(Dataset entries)
┄┄┄┄┄┄┄┄┄┄┄┄┄┄┄┄┄┄┄┄
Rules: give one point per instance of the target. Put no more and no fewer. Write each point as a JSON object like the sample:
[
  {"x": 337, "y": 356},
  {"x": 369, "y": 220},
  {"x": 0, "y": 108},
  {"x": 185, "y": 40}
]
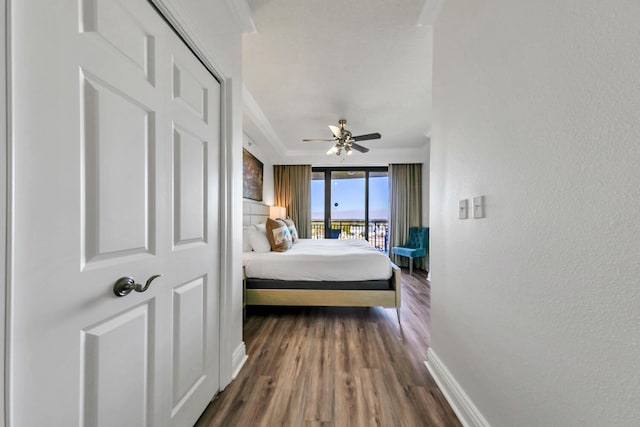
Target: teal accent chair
[{"x": 416, "y": 247}]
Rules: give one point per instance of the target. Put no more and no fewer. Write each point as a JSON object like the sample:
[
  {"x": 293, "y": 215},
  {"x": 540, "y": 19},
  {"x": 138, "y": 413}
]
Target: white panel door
[{"x": 115, "y": 150}]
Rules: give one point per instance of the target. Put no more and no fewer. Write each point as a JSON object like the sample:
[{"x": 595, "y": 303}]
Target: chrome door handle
[{"x": 125, "y": 285}]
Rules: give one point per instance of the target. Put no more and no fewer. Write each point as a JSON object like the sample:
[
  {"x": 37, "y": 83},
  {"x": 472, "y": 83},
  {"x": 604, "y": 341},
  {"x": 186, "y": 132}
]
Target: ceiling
[{"x": 312, "y": 62}]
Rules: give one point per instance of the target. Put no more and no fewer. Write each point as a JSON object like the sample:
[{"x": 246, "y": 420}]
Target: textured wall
[{"x": 536, "y": 308}]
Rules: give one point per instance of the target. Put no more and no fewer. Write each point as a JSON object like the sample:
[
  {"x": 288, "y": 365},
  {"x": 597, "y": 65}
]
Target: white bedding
[{"x": 314, "y": 260}]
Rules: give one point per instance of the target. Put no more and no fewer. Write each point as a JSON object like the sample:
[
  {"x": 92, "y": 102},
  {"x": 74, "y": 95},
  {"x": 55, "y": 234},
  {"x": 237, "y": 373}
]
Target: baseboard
[
  {"x": 238, "y": 360},
  {"x": 461, "y": 404}
]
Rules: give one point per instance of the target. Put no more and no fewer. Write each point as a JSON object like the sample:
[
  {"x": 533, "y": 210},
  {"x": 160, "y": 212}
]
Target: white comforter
[{"x": 330, "y": 260}]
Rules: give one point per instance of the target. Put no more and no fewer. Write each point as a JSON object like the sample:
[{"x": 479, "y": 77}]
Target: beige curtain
[
  {"x": 292, "y": 188},
  {"x": 405, "y": 197}
]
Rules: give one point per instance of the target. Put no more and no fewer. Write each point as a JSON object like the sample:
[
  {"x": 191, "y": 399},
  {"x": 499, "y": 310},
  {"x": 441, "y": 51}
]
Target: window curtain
[
  {"x": 405, "y": 198},
  {"x": 292, "y": 190}
]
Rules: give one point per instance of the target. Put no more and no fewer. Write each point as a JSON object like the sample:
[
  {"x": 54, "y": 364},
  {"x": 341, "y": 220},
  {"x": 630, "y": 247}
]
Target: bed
[{"x": 319, "y": 273}]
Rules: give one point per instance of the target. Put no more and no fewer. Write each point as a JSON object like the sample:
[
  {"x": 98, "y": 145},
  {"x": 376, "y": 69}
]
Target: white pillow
[
  {"x": 259, "y": 241},
  {"x": 246, "y": 244}
]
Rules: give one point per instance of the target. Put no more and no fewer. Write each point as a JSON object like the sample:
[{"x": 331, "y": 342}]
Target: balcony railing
[{"x": 377, "y": 233}]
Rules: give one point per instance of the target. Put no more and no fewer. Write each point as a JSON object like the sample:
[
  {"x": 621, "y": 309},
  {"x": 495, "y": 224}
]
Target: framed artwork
[{"x": 251, "y": 176}]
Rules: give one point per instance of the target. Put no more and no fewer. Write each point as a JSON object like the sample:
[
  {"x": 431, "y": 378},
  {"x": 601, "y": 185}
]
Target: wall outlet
[
  {"x": 478, "y": 207},
  {"x": 463, "y": 209}
]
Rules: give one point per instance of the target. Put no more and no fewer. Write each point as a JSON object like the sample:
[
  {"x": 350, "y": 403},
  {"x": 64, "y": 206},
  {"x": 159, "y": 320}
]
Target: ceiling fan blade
[
  {"x": 367, "y": 136},
  {"x": 359, "y": 148}
]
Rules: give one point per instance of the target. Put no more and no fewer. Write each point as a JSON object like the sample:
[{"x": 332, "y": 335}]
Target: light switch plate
[
  {"x": 478, "y": 207},
  {"x": 463, "y": 209}
]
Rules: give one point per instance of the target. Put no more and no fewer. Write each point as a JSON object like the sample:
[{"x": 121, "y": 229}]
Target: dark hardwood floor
[{"x": 336, "y": 367}]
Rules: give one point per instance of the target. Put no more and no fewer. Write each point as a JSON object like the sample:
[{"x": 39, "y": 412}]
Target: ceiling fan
[{"x": 344, "y": 140}]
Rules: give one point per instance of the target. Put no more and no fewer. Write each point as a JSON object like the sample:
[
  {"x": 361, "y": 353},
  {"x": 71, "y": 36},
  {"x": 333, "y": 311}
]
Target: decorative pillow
[
  {"x": 261, "y": 227},
  {"x": 246, "y": 243},
  {"x": 278, "y": 235},
  {"x": 259, "y": 241},
  {"x": 292, "y": 229}
]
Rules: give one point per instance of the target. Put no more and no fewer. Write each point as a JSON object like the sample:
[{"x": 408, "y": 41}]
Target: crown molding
[
  {"x": 243, "y": 15},
  {"x": 253, "y": 111}
]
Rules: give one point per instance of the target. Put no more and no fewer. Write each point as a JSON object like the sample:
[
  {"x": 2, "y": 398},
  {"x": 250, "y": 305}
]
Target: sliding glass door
[{"x": 351, "y": 203}]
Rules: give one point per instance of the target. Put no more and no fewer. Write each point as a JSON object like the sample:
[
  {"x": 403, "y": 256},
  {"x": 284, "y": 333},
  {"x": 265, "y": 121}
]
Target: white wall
[
  {"x": 536, "y": 308},
  {"x": 218, "y": 34}
]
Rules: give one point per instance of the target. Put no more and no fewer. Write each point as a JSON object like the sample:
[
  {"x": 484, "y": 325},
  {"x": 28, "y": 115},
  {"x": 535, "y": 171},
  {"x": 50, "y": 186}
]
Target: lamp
[{"x": 277, "y": 212}]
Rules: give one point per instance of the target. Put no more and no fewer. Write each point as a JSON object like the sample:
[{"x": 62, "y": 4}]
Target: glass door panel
[
  {"x": 317, "y": 205},
  {"x": 378, "y": 230},
  {"x": 348, "y": 205}
]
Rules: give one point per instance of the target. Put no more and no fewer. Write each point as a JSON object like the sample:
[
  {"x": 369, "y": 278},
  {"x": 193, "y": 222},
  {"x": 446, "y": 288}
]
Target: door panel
[
  {"x": 118, "y": 28},
  {"x": 118, "y": 137},
  {"x": 190, "y": 175},
  {"x": 189, "y": 340},
  {"x": 115, "y": 174},
  {"x": 108, "y": 366}
]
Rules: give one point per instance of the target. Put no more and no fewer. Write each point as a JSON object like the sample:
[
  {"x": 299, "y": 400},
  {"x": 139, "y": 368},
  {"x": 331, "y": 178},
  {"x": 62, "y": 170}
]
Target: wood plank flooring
[{"x": 336, "y": 366}]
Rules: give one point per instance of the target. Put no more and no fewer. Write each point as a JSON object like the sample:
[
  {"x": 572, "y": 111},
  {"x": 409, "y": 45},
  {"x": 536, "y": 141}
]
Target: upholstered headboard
[{"x": 254, "y": 212}]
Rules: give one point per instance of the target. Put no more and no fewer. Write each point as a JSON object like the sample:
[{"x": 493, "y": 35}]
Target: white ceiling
[{"x": 313, "y": 62}]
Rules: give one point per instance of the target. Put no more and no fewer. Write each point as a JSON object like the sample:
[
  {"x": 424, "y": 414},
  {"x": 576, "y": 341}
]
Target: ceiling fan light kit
[{"x": 344, "y": 140}]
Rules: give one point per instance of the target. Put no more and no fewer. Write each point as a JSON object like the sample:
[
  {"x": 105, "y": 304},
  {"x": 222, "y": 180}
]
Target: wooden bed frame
[
  {"x": 329, "y": 298},
  {"x": 254, "y": 213}
]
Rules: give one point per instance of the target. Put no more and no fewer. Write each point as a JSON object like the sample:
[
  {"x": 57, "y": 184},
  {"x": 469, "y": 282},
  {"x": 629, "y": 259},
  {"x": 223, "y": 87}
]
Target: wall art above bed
[{"x": 251, "y": 176}]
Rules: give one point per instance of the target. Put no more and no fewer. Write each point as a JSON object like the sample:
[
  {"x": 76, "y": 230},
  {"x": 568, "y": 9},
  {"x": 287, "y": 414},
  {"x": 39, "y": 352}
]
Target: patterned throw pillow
[
  {"x": 292, "y": 229},
  {"x": 278, "y": 235}
]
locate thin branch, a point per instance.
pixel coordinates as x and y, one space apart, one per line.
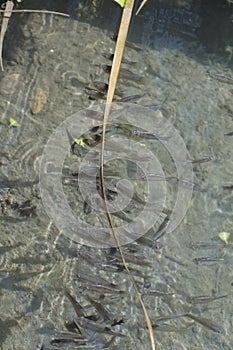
119 50
41 11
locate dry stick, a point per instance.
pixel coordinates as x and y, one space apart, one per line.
41 11
126 16
5 20
141 6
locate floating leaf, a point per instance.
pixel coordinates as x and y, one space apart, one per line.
13 122
224 236
120 2
80 142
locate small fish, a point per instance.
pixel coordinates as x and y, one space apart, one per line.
202 160
89 324
128 44
228 187
102 311
220 77
207 260
164 327
148 242
156 293
124 74
86 208
110 57
162 228
229 134
148 135
77 307
93 93
205 245
202 299
212 325
6 16
131 99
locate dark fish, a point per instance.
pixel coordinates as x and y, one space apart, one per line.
128 44
212 325
93 93
164 327
89 324
124 74
75 148
222 78
205 245
148 135
148 242
110 57
229 134
201 299
86 208
228 187
207 260
131 99
156 293
202 160
100 288
77 307
162 228
102 311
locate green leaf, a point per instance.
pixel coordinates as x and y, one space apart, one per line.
120 2
224 236
13 122
80 142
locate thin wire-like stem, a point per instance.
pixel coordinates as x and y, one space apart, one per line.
119 50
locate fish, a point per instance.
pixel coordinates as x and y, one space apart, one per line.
79 310
220 77
124 74
202 160
205 245
93 93
102 311
132 98
6 16
210 324
110 56
202 299
148 135
164 327
86 323
228 187
229 134
207 260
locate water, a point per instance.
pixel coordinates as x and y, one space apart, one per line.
48 62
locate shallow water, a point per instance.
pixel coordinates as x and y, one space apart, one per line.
53 59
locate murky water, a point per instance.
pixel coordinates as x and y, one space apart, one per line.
48 63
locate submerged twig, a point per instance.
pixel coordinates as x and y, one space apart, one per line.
141 6
6 16
40 11
117 59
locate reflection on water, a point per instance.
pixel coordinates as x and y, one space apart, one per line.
49 61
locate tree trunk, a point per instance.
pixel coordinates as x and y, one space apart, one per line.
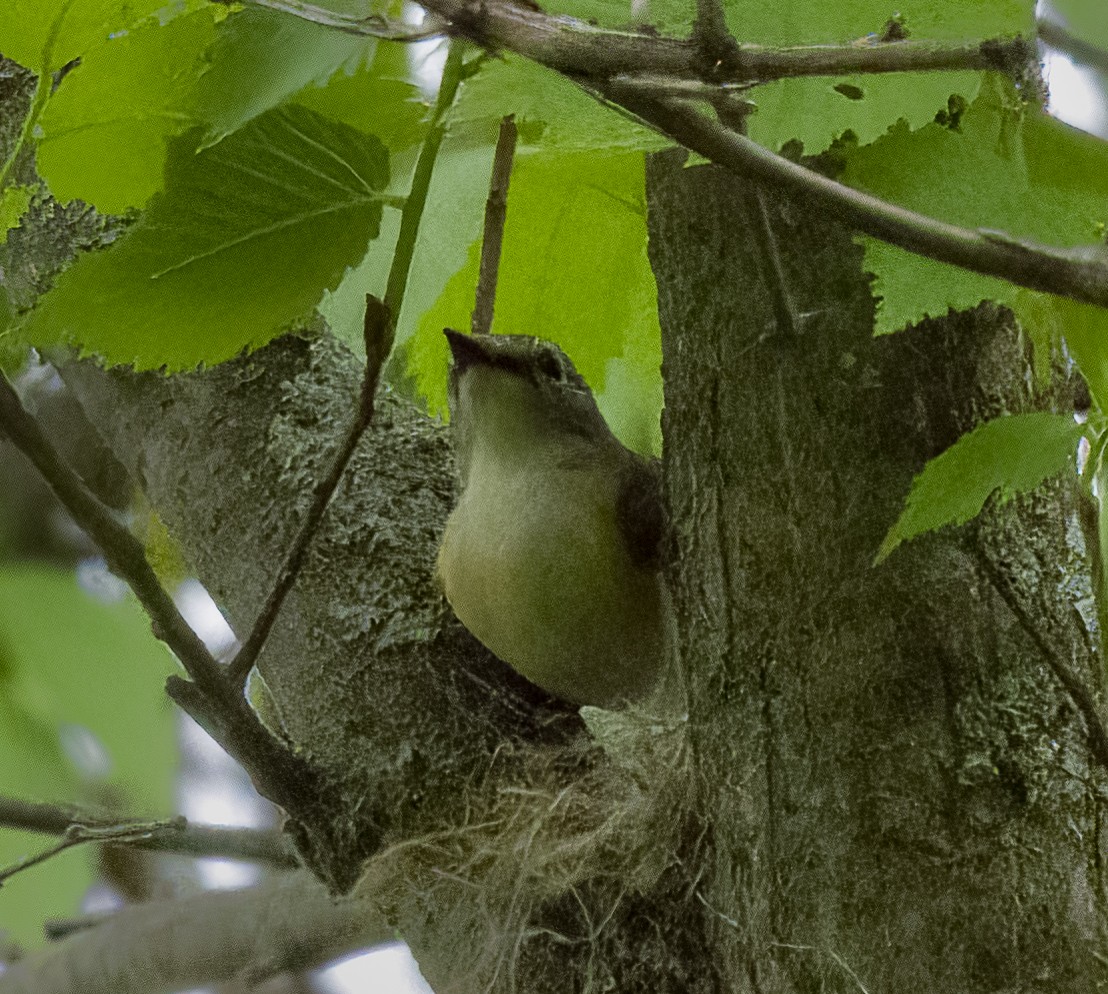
880 784
899 793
┄┄┄┄┄┄┄┄┄┄┄┄┄┄┄┄┄┄┄┄
For each line in the data that contains the string "fish", give a copy of that line.

locate small fish, a point per instance.
locate dark fish, a point per instance.
locate fish, a point per instance.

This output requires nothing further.